Copy the items below character for character, starting at the line that contains "[locate] food icon" and continuing through the final line of the items, with both of those lines included.
━━ DATA SHOWN
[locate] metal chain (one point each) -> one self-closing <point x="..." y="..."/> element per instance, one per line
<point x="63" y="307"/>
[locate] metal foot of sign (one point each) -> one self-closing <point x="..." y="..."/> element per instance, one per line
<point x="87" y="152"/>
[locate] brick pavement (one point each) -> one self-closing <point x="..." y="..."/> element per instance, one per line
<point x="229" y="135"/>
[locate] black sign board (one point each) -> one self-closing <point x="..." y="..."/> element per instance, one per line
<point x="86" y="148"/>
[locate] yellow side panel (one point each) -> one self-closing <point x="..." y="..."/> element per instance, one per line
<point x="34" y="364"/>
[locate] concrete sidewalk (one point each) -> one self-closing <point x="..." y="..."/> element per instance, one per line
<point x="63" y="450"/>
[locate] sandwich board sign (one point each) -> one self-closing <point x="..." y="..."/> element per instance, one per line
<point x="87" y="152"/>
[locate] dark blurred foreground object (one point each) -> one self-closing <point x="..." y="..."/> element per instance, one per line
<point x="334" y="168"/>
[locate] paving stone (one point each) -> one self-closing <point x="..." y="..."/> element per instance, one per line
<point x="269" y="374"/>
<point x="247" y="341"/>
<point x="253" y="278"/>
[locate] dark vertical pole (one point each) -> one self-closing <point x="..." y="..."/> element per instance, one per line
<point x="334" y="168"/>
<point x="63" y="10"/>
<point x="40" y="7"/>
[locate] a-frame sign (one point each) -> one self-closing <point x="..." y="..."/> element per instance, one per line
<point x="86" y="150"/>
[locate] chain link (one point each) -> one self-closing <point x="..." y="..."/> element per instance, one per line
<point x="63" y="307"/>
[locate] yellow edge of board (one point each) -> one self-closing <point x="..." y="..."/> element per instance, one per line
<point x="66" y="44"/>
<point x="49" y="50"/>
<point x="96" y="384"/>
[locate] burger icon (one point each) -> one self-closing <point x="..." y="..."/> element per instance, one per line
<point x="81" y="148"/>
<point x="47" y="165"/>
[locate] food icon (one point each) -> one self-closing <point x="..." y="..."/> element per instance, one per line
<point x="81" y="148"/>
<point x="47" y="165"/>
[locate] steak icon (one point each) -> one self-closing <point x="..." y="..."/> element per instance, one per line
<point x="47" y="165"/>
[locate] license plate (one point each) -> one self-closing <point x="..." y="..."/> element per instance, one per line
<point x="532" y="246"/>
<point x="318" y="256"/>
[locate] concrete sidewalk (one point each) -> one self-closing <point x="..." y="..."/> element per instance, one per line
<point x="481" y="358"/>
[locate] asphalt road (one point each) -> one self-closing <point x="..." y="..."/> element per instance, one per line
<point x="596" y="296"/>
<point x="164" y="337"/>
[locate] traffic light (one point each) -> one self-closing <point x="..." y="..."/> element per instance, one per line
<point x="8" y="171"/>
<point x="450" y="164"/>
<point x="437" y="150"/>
━━━━
SOLUTION TO THE EXERCISE —
[locate] food icon (one point each) -> one self-closing <point x="..." y="..."/> element per instance, one per line
<point x="81" y="148"/>
<point x="47" y="165"/>
[locate] steak icon (one point each) -> one self-closing <point x="..." y="..."/> element per instance, one per line
<point x="47" y="165"/>
[locate] license plate (one point each) -> one self-closing <point x="..." y="..."/> element per instance, one per line
<point x="532" y="246"/>
<point x="318" y="256"/>
[locate] concrete sidewalk (one point each) -> one self-closing <point x="..." y="..."/> element per instance, one per line
<point x="481" y="358"/>
[locate] asphalt road (one point each) -> one self-closing <point x="..." y="..."/> element per instance, one per line
<point x="596" y="296"/>
<point x="164" y="337"/>
[locate] traffic light (one point each) -> one self-closing <point x="..." y="..."/> element per instance, one per line
<point x="8" y="171"/>
<point x="450" y="164"/>
<point x="437" y="150"/>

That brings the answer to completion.